(Boundary labeling items)
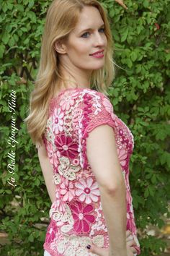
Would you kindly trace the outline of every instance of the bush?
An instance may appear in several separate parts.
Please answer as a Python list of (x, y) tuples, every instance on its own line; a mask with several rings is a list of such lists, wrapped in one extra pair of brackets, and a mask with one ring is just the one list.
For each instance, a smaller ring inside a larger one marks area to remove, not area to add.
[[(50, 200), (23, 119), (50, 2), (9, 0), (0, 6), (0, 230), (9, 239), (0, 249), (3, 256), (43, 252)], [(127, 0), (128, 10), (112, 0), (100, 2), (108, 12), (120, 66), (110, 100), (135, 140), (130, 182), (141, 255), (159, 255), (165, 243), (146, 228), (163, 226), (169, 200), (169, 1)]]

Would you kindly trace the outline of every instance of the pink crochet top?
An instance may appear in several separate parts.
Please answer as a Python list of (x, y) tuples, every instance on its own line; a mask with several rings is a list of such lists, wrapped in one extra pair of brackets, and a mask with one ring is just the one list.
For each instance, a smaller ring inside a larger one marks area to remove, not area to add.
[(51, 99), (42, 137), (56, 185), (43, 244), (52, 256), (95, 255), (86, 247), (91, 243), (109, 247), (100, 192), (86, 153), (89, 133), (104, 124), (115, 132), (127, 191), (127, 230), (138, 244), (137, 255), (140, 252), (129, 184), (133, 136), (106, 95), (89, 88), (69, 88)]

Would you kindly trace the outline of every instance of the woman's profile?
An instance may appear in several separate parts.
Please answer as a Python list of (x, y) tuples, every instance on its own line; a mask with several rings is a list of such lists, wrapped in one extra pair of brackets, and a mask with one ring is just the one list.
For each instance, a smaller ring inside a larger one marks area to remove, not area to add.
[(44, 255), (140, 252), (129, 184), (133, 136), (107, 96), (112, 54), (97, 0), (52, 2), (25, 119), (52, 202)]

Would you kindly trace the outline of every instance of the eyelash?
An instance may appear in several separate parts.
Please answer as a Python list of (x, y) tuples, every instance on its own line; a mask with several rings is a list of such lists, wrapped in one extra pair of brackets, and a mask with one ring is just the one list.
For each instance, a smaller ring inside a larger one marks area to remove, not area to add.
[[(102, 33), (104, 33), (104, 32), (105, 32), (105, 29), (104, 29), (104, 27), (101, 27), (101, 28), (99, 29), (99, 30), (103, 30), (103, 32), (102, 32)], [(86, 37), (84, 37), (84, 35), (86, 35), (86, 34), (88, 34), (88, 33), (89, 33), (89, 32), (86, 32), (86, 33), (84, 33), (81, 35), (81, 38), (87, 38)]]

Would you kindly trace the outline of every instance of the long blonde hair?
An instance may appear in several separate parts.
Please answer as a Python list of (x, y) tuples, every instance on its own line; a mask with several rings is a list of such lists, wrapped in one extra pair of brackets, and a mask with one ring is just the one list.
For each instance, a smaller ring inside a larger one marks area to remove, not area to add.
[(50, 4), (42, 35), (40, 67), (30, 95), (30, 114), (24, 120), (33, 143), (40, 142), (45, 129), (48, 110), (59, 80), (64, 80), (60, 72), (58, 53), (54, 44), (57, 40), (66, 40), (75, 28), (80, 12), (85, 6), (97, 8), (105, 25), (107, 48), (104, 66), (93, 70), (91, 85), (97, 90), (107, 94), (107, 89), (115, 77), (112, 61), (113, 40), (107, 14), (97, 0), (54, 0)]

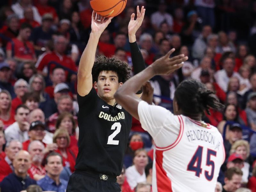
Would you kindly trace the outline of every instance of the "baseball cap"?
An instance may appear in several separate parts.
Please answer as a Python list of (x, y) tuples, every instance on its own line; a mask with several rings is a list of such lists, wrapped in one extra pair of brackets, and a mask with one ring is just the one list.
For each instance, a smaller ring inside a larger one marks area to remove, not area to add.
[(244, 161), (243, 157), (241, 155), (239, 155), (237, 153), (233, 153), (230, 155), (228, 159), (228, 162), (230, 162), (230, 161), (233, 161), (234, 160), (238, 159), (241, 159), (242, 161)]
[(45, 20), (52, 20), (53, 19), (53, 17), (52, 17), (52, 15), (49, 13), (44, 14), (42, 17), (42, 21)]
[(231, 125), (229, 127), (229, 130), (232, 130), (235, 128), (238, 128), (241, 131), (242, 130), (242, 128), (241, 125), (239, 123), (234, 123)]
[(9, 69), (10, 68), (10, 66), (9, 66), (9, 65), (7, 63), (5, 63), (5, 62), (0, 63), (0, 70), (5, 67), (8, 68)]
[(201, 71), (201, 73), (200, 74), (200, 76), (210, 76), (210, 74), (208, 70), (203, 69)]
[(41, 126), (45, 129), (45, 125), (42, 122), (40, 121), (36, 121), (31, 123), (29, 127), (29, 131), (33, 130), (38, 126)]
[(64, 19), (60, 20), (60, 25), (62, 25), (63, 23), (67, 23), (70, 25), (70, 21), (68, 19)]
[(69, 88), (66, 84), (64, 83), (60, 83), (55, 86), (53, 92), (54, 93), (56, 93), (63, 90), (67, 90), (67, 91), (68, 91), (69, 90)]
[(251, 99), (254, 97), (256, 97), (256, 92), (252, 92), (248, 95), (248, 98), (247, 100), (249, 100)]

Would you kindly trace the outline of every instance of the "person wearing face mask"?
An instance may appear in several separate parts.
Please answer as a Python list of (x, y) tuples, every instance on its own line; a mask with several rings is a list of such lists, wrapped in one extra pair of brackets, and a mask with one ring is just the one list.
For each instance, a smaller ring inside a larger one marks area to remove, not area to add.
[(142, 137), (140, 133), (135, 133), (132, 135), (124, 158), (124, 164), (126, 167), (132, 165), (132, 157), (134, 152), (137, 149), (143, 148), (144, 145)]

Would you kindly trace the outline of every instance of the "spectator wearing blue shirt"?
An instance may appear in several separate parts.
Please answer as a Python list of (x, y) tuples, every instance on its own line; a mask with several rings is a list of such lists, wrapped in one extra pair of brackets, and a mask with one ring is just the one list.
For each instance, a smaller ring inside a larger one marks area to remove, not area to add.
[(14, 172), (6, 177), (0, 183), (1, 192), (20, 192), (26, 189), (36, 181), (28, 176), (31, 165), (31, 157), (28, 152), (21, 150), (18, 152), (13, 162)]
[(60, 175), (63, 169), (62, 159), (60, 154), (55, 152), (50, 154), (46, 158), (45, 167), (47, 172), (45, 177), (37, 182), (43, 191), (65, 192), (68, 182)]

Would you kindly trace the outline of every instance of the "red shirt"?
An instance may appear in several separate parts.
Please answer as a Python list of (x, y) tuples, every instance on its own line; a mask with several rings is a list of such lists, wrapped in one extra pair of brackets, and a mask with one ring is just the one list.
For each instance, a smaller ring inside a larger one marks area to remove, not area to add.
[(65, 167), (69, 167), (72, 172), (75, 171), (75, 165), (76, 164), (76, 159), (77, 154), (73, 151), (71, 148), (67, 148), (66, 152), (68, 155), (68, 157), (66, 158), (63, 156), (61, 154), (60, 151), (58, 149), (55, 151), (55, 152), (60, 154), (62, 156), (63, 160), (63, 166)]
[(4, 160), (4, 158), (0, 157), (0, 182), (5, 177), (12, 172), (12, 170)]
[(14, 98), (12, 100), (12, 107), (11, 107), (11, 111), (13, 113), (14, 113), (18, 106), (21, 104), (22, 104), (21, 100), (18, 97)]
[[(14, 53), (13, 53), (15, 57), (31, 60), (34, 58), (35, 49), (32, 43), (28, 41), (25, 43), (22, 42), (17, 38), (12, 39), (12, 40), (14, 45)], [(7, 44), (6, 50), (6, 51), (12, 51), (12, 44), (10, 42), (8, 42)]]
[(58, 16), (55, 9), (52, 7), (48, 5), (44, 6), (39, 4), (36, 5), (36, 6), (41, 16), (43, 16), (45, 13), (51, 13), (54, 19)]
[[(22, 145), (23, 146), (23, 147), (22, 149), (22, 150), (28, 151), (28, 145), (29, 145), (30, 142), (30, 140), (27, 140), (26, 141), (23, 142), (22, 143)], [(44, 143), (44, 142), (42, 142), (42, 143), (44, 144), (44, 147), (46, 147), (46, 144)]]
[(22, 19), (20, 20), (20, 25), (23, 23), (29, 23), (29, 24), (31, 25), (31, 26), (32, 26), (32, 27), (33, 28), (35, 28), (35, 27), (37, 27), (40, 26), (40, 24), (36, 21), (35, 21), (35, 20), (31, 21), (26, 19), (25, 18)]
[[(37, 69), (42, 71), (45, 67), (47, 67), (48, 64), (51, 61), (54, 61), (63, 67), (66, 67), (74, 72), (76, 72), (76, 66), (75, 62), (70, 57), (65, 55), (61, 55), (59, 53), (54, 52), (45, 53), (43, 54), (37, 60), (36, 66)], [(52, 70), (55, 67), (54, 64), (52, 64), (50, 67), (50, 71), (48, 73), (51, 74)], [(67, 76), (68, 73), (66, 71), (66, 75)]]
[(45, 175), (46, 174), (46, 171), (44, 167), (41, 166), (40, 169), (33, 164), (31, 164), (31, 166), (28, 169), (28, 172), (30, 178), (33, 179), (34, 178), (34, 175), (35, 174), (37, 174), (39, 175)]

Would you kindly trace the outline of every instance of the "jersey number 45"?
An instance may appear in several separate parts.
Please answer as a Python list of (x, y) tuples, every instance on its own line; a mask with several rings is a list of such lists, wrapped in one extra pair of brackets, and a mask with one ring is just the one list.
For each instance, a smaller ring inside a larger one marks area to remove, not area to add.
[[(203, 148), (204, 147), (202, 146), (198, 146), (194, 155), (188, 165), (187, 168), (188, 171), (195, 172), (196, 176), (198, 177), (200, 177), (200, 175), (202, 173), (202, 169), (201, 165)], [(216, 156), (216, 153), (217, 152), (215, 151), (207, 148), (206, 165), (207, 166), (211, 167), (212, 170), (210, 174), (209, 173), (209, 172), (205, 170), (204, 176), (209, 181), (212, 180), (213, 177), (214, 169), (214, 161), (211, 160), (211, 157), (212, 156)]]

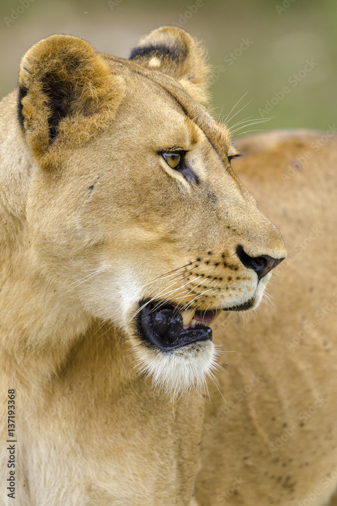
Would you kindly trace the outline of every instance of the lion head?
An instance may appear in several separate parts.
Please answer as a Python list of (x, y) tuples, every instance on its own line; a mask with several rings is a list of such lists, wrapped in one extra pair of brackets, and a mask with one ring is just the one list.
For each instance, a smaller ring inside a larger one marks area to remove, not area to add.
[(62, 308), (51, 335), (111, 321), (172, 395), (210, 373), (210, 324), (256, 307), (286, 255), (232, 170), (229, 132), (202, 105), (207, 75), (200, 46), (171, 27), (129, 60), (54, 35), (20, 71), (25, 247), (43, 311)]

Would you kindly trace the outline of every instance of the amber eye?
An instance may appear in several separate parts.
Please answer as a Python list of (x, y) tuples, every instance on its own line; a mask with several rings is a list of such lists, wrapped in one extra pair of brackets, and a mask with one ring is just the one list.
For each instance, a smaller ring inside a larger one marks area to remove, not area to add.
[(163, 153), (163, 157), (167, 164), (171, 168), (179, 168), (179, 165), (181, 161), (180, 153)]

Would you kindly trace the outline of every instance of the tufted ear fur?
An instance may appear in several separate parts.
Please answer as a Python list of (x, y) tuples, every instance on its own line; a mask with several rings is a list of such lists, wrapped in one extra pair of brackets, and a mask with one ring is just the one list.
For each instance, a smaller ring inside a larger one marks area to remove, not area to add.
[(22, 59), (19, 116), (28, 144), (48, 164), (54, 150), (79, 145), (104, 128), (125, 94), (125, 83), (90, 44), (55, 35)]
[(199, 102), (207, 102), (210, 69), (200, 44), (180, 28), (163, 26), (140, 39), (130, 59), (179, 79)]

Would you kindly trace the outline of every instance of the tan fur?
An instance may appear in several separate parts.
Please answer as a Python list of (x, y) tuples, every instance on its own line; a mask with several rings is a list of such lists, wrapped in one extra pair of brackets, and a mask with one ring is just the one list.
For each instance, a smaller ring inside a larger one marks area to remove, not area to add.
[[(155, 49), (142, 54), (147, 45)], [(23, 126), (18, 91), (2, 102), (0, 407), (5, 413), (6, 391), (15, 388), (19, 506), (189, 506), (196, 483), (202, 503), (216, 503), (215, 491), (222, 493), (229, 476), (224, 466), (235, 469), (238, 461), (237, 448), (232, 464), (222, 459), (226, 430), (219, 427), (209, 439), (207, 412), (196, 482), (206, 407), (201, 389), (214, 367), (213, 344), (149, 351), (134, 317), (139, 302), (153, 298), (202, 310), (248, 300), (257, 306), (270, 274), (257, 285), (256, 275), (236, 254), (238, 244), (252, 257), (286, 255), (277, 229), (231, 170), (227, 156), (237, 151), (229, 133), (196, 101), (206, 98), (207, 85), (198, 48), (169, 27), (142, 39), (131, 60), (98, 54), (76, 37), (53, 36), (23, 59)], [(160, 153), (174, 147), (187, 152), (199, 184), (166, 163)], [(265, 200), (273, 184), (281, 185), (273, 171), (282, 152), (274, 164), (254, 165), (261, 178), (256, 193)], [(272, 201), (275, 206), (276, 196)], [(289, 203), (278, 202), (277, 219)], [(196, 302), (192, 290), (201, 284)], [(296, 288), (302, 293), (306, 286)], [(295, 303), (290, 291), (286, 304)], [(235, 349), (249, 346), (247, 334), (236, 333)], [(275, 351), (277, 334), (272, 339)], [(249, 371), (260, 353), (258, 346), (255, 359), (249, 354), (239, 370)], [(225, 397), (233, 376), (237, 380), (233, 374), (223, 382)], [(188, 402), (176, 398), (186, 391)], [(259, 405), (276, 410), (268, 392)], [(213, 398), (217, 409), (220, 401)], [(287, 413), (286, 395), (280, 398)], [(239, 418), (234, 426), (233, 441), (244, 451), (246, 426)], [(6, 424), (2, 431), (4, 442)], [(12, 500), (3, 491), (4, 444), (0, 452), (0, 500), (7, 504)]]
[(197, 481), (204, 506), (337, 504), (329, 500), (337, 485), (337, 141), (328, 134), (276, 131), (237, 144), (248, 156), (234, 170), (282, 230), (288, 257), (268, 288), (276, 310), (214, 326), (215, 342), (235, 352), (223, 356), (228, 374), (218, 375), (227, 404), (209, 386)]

■ Exercise requirements:
In the part of the items that opens with the line containing "the woman's profile?" and closes with the line containing "119), (52, 202)]", replace "trace the outline" with "draw the boundary" and give those lines again with nothing else changed.

■ Answer to this problem:
Would you kindly draw the boundary of every instance of the woman's profile?
An instance may appear in several separate parts.
Please answer as a Python list of (x, y) tuples, every instance on its own line; a mask with several rings is a list of such lists, wrapped in one extra pair of brackets, and a mask with one ring is just the one list.
For each instance, a smaller ring inside a larger one marks area to remove, not area to add.
[(44, 255), (140, 252), (129, 184), (133, 136), (107, 96), (112, 54), (97, 0), (52, 2), (25, 119), (52, 202)]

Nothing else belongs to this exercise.